» **Written problem**:
Each line below is to be written out in full, exactly as shown.
##############################
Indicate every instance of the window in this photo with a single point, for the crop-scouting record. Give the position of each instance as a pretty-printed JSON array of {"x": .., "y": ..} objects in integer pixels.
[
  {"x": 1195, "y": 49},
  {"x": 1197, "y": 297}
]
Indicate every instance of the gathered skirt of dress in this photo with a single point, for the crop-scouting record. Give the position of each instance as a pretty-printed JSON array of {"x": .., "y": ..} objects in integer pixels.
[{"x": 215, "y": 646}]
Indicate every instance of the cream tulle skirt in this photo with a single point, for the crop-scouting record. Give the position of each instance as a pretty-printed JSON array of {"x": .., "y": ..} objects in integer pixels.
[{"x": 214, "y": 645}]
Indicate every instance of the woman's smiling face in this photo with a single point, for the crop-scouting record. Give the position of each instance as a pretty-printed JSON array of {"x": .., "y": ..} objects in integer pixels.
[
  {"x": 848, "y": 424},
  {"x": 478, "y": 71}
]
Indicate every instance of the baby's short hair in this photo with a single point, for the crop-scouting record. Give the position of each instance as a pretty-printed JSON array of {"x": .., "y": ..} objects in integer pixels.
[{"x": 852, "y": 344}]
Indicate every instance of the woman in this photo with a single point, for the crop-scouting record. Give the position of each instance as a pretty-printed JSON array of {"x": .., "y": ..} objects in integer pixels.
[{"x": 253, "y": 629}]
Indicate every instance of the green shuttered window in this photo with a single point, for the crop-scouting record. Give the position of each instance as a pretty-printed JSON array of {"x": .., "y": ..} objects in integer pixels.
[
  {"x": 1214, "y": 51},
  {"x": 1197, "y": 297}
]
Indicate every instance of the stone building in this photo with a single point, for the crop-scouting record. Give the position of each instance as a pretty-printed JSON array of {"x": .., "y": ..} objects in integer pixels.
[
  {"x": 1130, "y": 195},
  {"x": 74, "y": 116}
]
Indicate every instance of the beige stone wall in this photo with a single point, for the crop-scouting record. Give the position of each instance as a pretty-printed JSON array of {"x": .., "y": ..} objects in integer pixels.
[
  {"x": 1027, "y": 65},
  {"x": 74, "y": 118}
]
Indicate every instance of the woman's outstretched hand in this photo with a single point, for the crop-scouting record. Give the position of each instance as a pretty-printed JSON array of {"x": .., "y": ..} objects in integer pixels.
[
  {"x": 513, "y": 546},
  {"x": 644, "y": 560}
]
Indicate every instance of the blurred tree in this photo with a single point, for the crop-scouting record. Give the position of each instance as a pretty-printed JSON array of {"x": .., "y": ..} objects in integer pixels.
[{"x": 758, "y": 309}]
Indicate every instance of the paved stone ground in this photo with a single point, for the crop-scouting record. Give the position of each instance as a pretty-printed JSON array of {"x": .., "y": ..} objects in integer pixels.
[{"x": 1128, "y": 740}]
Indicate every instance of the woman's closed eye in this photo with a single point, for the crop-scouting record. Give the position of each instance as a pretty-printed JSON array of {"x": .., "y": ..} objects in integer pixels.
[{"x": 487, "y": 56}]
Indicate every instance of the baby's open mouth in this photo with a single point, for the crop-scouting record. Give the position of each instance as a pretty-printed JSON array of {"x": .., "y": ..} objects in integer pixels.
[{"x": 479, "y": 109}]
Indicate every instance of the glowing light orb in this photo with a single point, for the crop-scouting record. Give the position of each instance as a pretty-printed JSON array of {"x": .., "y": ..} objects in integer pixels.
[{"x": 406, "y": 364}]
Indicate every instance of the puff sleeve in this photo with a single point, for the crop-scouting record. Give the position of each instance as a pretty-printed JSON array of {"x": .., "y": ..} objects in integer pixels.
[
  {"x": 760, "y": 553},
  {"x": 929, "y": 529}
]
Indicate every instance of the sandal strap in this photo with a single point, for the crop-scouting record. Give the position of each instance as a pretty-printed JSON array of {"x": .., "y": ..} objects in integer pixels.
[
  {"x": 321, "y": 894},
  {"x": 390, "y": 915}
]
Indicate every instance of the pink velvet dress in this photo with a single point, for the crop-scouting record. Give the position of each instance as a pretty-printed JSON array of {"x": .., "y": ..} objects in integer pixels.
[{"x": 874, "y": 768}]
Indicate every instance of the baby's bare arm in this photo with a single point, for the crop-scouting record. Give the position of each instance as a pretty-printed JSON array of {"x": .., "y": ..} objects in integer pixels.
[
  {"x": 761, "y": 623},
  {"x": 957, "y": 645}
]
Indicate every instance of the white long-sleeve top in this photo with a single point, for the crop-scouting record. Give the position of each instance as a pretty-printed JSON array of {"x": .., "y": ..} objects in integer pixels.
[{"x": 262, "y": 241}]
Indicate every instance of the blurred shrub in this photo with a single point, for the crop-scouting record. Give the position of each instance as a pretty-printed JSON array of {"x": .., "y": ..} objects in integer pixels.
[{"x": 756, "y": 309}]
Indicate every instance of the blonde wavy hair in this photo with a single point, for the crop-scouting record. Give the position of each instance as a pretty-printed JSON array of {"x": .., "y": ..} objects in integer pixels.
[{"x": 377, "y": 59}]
##############################
» **Completed exercise**:
Indicate every instance of the window in this photo with a single point, for the crop-scouting record. Give the position of each instance as a pretty-printed JSON array of {"x": .., "y": ..} objects in integer pixels.
[
  {"x": 1195, "y": 49},
  {"x": 1197, "y": 297}
]
Indicate every instance of the gathered skirt of dress in this photo with a single point, for the crop-scouting record. Give the position of each instance as a pretty-printed JSON array of {"x": .., "y": ..} objects in integer pixels.
[{"x": 215, "y": 646}]
Indicate every instance of the cream tulle skirt in this photo with a single point, for the crop-scouting record. Give the position of each instance as a pretty-printed JSON array of {"x": .., "y": ..} objects in integer pixels.
[{"x": 214, "y": 645}]
Indicate every instance of the woman's smiling face in this photo with a single point, for the crop-scouting record. Give the position of each instance as a pretty-printed JSON array of {"x": .., "y": ..} objects in integer pixels.
[
  {"x": 848, "y": 424},
  {"x": 478, "y": 71}
]
Indicate every instance of the baby's short hair in this photo with a single point, for the crop-scouting record. Give the position of each instance as a pretty-printed JSON array of {"x": .., "y": ..} objects in integer pixels.
[{"x": 852, "y": 344}]
Indicate every instance of the woman in this photo with a single point, for the crop-scouting record. Give the position of each instance as a pretty-printed JSON array of {"x": .., "y": ..} objects in integer pixels.
[{"x": 253, "y": 629}]
Indicate every instance of the green shuttered window in this photo with a single point, for the crop-scouting record. Give the position of each instance as a pretty-printed JSON array of {"x": .., "y": ..} objects in integer pixels.
[
  {"x": 1214, "y": 51},
  {"x": 1197, "y": 297}
]
Indicate every instance of the stone building in this photo with a single point, for the crop-scouting record. Give the position of each instance as a pretty-printed JSON array of {"x": .., "y": ..} objects in integer pixels.
[
  {"x": 1130, "y": 195},
  {"x": 74, "y": 116}
]
Indicate every instance of the beige stone wall in this photo with a single point, for the crop-scouting record. Give the position of each instance as a pretty-printed JSON array of {"x": .., "y": ..} objects in integer pixels.
[
  {"x": 1027, "y": 65},
  {"x": 74, "y": 118}
]
Indicate every instance of the woman's outstretched hand in this photo with a single point, for the crop-scouting record. Give the position of each instance as a pretty-printed JSON array of {"x": .., "y": ..} objects in integer pixels.
[
  {"x": 513, "y": 546},
  {"x": 644, "y": 560}
]
Indicate every instance of the blurred tree in this photo with a single point, for the crop-scouting record. Give the position of each instance as a pretty-printed JSON array of {"x": .., "y": ..} objects in integer pixels.
[{"x": 758, "y": 309}]
Indicate every instance of the paved stone ground in this photo with a single point, for the crop-scouting record. Give the position of each instance as a pretty-printed JSON array of {"x": .., "y": ..} objects in integer pixels.
[{"x": 1128, "y": 740}]
Indicate every instance of the woman's closed eye in this photo with a single point, for the crop-scouting record. Give the position of each instance as a pretty-printed JSON array of {"x": .., "y": ..} objects in integer pixels.
[{"x": 487, "y": 56}]
Indicate every instance of the baby's open mouth in this photo with a single point, for the crop-scouting record. Give the position of each instance as a pretty-printed JSON array of {"x": .., "y": ..} objects in integer pixels.
[{"x": 479, "y": 109}]
Indicate every instance of the glowing light orb in this photo with a single point, for the crop-scouting record. Give the position of each instance as a pretty-printed JSON array of {"x": .., "y": ..} objects in integer pixels.
[{"x": 406, "y": 364}]
Indicate every instance of the puff sleeve in this photo with a single point, for the crop-scouting record. Give the position of each instance as a pretty-printed JSON array of {"x": .., "y": ..} objects in integer pixels.
[
  {"x": 760, "y": 553},
  {"x": 929, "y": 529}
]
Indicate every instance of the sandal strap in this photo with a single point, for the crop-scouting record. Give the position of each instance as a pretty-printed JSON array of {"x": .., "y": ..} objects in integer pixels.
[
  {"x": 321, "y": 894},
  {"x": 390, "y": 915}
]
Indicate every instance of the pink velvet dress in this photo with a single point, for the crop-scouting record. Give the position of each instance as a pretty-printed JSON array of {"x": .., "y": ..} objects in integer pixels.
[{"x": 874, "y": 768}]
Indicate every instance of the baby's bare arm in this photo with a single point, for the crop-scouting record. Give the position of each instance as a pretty-printed JSON array of {"x": .., "y": ..} objects in integer pixels.
[
  {"x": 761, "y": 623},
  {"x": 957, "y": 645}
]
Indicate every instance of the white long-sleeve top in this photo with a single point, for the crop-scouting record. Give the position of each instance as a pretty-printed JSON array of {"x": .., "y": ..} objects in integer pixels.
[{"x": 262, "y": 241}]
Indicate every instance of the blurred shrub in this photo with a single point, for the crop-scouting record. Give the position of each instance as a pretty-printed JSON array of {"x": .., "y": ..} objects in integer pixels.
[{"x": 756, "y": 309}]
Indicate every instance of the blonde wavy hair in this photo with a single point, for the crop-scouting record. Give the position of each instance as a pretty-printed JSON array of {"x": .., "y": ..} objects in integer pixels.
[{"x": 377, "y": 59}]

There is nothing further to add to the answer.